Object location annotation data
## START
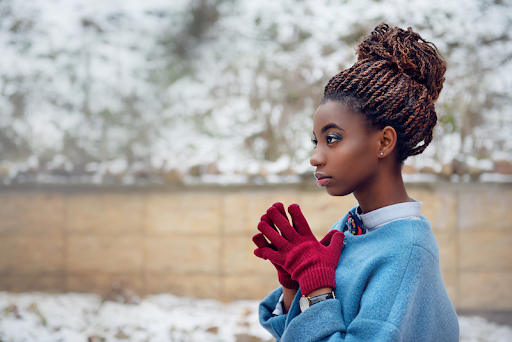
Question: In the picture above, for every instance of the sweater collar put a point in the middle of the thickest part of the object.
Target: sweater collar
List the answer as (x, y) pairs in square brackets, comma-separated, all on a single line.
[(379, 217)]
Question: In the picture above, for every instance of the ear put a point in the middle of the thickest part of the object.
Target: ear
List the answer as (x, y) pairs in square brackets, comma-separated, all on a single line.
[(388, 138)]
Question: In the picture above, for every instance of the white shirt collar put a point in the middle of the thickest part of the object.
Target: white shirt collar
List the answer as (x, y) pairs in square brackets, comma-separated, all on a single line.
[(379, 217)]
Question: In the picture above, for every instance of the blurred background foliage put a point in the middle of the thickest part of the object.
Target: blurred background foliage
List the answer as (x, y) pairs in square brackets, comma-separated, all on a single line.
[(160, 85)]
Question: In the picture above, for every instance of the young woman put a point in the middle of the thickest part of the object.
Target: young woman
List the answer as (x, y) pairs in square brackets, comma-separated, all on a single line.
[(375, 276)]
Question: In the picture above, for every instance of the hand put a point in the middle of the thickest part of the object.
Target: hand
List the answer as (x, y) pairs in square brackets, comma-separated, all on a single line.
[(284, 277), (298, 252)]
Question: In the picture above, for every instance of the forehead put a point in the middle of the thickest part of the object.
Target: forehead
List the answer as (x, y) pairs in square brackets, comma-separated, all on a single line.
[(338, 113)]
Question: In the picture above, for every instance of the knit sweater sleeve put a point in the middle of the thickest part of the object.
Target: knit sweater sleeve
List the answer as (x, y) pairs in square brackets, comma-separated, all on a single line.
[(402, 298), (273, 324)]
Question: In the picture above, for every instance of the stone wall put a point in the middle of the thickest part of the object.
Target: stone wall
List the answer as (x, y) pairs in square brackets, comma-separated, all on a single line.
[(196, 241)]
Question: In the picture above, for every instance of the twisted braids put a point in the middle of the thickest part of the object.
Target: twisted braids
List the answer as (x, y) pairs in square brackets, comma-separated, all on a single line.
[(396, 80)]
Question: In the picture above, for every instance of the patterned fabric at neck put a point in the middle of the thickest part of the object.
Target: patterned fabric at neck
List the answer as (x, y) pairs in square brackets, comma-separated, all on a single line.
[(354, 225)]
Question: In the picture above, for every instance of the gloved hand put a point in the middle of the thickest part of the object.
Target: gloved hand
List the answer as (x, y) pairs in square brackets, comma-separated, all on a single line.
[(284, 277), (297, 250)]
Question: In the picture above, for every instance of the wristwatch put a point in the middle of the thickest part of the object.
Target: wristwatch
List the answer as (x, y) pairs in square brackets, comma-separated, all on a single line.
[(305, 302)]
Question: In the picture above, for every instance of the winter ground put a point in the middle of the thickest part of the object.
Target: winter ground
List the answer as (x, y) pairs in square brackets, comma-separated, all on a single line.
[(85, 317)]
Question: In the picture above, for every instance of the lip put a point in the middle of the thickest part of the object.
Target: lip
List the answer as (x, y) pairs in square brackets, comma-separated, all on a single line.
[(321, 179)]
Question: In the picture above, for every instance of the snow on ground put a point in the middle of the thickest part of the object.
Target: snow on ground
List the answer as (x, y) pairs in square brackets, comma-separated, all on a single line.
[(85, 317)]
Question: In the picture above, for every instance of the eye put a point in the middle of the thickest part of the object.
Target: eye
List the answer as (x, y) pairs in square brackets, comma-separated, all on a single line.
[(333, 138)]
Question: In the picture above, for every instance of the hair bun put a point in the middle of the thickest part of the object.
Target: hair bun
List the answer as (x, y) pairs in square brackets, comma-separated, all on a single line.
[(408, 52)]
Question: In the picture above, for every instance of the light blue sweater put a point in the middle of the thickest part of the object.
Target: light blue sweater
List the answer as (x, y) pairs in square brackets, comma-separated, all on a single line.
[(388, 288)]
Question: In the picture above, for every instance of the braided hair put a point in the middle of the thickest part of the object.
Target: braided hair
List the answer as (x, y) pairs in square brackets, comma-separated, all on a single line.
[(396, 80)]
## END
## START
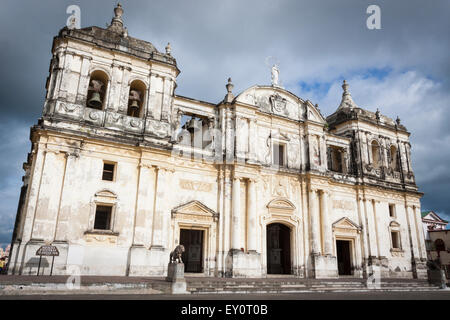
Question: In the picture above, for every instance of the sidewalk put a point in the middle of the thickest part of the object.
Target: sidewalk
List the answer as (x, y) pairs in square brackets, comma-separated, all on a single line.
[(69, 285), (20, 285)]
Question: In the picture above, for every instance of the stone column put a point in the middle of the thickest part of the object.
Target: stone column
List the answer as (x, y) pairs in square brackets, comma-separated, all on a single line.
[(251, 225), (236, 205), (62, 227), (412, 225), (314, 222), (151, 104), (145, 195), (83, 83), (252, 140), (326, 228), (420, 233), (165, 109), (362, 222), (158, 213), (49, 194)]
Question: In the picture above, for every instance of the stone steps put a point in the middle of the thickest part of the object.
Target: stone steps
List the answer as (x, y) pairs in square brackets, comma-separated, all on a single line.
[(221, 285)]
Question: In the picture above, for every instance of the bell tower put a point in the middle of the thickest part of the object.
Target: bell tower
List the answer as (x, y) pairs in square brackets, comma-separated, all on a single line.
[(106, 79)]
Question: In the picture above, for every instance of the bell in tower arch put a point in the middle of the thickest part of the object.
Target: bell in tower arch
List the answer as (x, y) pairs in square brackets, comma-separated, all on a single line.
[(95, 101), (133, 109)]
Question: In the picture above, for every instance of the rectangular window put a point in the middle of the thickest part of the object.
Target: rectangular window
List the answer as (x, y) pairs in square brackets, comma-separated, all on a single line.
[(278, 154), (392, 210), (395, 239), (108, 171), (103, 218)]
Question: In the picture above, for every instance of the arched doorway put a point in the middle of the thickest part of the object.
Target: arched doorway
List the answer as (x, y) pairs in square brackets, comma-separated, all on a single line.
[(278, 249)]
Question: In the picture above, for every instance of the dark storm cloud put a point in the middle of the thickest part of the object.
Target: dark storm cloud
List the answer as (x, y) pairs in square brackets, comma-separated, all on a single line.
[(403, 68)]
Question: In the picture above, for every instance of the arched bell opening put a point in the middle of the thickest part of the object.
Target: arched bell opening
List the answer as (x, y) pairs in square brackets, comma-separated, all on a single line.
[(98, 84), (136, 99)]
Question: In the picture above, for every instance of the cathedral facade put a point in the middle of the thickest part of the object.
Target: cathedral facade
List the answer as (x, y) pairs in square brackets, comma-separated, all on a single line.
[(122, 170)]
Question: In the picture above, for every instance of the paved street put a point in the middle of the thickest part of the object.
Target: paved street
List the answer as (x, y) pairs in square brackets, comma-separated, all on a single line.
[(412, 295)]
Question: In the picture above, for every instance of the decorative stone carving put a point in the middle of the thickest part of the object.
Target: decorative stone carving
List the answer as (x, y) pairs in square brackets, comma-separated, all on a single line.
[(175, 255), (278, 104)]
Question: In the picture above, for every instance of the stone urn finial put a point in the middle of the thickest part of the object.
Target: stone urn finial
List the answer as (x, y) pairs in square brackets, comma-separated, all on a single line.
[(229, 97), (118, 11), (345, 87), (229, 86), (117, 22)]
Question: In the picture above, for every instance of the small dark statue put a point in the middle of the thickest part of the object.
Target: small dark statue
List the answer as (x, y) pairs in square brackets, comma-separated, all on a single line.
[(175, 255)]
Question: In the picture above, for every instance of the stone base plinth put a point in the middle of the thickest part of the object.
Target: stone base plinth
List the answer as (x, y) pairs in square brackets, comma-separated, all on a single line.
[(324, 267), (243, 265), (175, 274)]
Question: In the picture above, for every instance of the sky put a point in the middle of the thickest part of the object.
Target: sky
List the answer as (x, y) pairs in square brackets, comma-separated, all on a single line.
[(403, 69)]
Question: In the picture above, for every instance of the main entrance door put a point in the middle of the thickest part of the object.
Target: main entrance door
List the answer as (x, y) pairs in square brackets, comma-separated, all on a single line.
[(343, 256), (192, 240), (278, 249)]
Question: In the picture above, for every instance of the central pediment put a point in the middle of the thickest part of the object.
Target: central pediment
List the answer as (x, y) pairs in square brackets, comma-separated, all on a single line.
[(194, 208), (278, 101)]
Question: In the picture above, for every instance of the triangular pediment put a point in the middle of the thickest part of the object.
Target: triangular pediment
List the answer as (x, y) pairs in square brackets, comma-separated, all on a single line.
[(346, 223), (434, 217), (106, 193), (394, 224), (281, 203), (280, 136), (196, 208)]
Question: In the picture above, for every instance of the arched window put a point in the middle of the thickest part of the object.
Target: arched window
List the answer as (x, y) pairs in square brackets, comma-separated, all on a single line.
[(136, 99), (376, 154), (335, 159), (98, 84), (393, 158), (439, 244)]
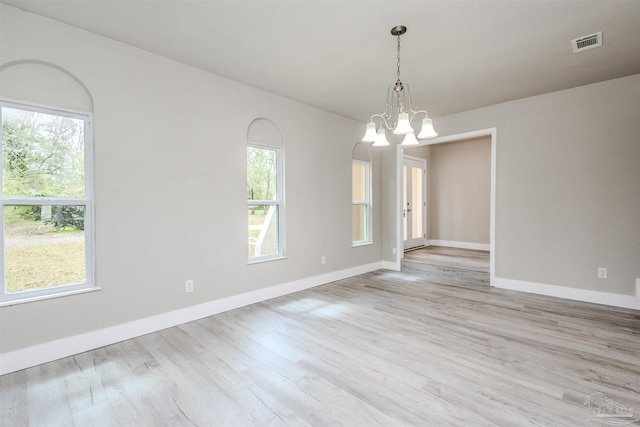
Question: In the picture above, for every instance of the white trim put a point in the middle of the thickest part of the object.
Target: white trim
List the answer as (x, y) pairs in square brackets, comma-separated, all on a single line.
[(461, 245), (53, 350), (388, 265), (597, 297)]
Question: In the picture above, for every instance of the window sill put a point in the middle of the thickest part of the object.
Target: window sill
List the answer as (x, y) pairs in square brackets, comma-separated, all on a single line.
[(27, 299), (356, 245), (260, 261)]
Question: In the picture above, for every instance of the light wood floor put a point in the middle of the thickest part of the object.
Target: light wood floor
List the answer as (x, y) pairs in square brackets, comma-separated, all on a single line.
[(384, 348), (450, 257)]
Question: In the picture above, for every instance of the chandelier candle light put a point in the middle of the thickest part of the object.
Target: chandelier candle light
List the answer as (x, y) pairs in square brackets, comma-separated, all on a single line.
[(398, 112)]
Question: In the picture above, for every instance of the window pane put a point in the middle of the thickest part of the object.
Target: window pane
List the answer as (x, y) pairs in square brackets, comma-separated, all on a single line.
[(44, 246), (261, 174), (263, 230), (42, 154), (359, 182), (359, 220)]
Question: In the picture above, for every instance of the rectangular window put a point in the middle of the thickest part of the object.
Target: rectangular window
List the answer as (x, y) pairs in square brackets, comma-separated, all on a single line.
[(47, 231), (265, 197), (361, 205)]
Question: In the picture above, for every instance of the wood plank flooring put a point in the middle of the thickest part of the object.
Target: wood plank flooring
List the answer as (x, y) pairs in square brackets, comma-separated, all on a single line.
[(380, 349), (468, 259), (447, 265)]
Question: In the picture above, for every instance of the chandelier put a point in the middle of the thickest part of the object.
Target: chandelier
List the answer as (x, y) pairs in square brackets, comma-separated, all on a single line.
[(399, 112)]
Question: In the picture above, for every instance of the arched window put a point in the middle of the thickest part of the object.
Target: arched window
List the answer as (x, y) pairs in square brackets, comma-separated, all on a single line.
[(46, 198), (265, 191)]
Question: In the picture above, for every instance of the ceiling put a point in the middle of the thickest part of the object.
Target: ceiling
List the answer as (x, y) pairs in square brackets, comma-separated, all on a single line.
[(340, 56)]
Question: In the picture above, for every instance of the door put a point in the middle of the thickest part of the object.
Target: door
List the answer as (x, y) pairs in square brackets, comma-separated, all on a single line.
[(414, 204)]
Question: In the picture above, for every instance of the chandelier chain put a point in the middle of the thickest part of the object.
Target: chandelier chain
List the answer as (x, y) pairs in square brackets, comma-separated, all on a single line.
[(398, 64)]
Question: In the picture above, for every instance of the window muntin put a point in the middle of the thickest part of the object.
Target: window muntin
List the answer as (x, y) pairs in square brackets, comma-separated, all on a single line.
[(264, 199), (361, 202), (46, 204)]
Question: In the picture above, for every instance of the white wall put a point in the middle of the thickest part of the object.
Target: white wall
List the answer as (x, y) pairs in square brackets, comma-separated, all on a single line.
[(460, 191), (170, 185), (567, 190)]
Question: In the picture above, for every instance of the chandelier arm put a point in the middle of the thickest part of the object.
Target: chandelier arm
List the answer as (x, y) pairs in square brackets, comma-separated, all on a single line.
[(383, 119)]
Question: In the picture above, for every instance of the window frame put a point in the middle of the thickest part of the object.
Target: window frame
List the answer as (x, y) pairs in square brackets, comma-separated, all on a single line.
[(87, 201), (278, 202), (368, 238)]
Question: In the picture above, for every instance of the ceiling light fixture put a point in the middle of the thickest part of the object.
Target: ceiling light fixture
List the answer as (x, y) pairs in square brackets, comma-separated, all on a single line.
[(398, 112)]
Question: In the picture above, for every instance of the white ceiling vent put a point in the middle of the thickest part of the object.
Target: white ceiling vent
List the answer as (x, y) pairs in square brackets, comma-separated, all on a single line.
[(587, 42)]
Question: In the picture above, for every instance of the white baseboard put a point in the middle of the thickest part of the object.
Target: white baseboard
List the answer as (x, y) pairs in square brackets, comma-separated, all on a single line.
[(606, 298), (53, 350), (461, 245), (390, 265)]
## END
## START
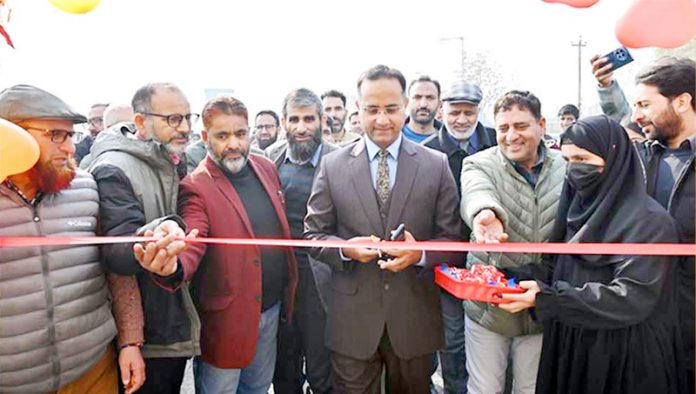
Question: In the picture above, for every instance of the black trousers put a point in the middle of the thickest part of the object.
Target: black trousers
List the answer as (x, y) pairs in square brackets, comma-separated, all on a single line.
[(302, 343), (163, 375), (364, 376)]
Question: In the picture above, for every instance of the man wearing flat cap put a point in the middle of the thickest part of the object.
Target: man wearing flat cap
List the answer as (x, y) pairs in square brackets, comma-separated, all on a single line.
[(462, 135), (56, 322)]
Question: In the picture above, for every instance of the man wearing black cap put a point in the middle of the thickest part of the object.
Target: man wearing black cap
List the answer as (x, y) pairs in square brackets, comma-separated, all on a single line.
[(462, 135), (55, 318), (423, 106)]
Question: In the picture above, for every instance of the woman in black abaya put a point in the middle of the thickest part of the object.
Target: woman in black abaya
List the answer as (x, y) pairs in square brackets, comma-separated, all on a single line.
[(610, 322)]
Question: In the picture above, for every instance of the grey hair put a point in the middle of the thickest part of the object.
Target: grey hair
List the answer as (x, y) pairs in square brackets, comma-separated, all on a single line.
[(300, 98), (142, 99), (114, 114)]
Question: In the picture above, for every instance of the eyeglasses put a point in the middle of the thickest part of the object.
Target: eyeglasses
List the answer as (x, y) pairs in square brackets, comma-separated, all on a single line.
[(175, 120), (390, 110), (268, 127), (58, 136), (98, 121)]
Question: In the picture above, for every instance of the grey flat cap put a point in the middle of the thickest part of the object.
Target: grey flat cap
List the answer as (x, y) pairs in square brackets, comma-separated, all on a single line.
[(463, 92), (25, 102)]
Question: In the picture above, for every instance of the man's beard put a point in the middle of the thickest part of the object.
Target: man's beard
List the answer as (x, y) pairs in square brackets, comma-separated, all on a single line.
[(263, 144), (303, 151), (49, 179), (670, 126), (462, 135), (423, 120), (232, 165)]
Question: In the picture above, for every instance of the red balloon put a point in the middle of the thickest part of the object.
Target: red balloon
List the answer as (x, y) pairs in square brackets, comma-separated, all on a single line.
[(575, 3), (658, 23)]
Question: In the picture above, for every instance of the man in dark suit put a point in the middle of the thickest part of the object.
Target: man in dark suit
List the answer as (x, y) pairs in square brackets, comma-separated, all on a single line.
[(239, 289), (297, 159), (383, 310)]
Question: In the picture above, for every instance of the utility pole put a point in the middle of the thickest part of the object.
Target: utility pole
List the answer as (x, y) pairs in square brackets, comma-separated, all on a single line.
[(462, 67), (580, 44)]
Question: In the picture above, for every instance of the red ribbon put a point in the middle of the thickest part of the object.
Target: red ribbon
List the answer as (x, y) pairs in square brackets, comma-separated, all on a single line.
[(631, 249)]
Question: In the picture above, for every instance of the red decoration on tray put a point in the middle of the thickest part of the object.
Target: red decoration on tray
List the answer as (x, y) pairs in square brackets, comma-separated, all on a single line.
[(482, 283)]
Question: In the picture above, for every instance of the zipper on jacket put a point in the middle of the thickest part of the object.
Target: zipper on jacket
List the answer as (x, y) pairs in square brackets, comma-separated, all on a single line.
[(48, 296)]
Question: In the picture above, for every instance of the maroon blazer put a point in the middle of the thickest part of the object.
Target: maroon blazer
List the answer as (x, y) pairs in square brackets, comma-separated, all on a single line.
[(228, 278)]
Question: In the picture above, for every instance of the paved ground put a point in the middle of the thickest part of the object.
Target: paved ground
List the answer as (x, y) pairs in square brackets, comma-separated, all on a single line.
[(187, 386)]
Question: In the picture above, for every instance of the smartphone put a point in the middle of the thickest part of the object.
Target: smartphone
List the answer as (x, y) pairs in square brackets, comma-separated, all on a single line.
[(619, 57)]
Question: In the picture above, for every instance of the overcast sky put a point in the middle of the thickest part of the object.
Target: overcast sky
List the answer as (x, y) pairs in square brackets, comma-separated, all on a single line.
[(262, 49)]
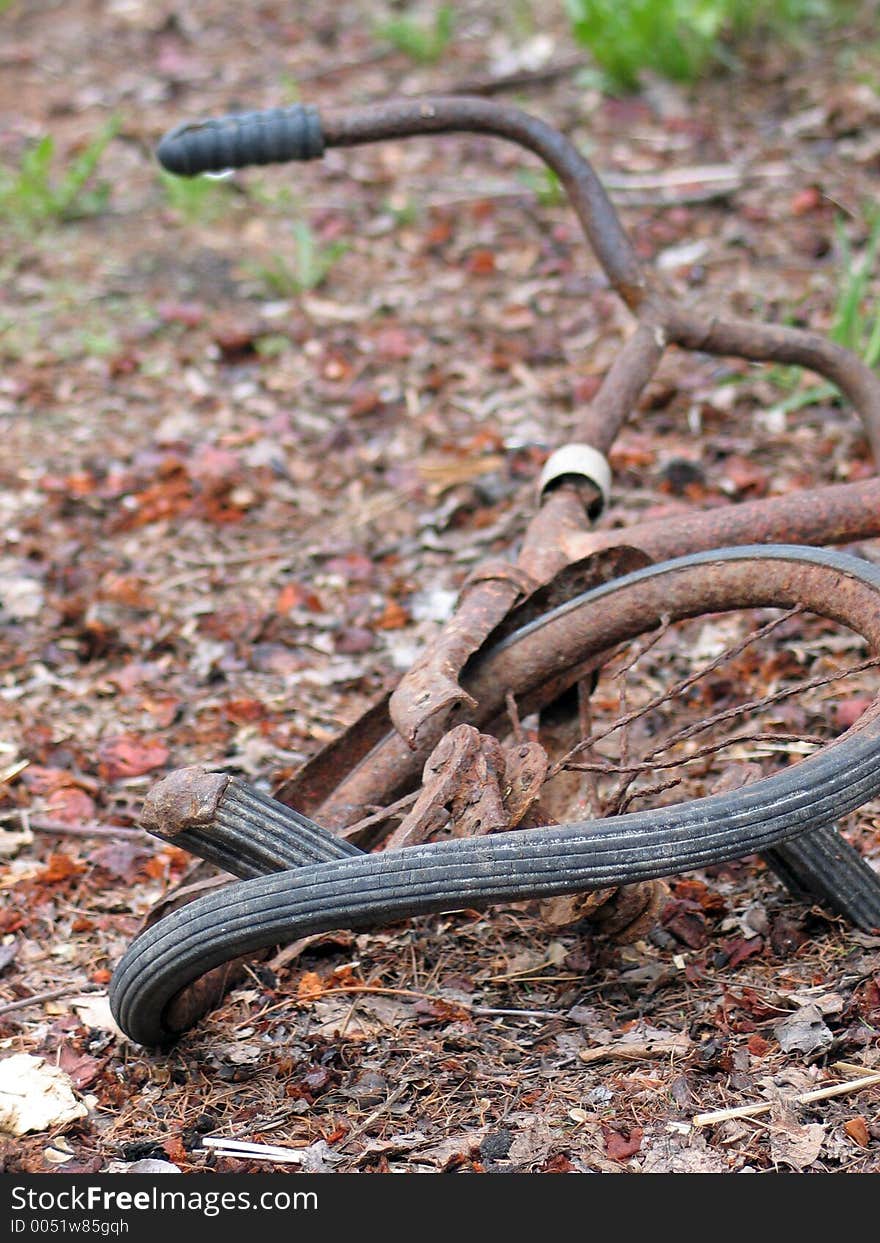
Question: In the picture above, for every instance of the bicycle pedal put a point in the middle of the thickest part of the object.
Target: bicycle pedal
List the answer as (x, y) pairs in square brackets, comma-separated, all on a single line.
## END
# [WHAT THE EXERCISE ASKS]
Copy out everything in the data from the line containing "of the sweater" down to the line containing "[(375, 276)]", both lines included, with no changes.

# [RESULT OF THIS EXERCISE]
Question: In the picture above, for every instance of the sweater collar put a point in the middle of the thickest part of the object.
Target: sweater collar
List the answer as (x, y) pairs in square brackets, comma-separated, all on a single line.
[(379, 217)]
Question: In the picture above, for every instance of the ear put a point in the middle of the thickest part of the object.
Target: ear
List the answer as (x, y) pairs in square brackets, comma-separated, all on a single line.
[(388, 138)]
Question: In the picture above, for every instance of the white shirt collar put a point in the middle of the thickest part of the object.
Target: white shirt collar
List the answer as (x, y) pairs in square brackets, comma-separated, all on a single line.
[(379, 217)]
Question: In the picture above, for every instance of the blurred background foliage put a point in the middle of the thickest part of the object.
Target: blurred background foliage
List the answer as (x, y) pairs in square brackets, comma-separated, all on a single line.
[(160, 85)]
Question: In the picture above, for every instance of the young woman put a point in the middle of the thickest part of the object.
Target: young woman
List the answer as (x, y) pairs in square brackets, comma-separated, all on a single line.
[(375, 276)]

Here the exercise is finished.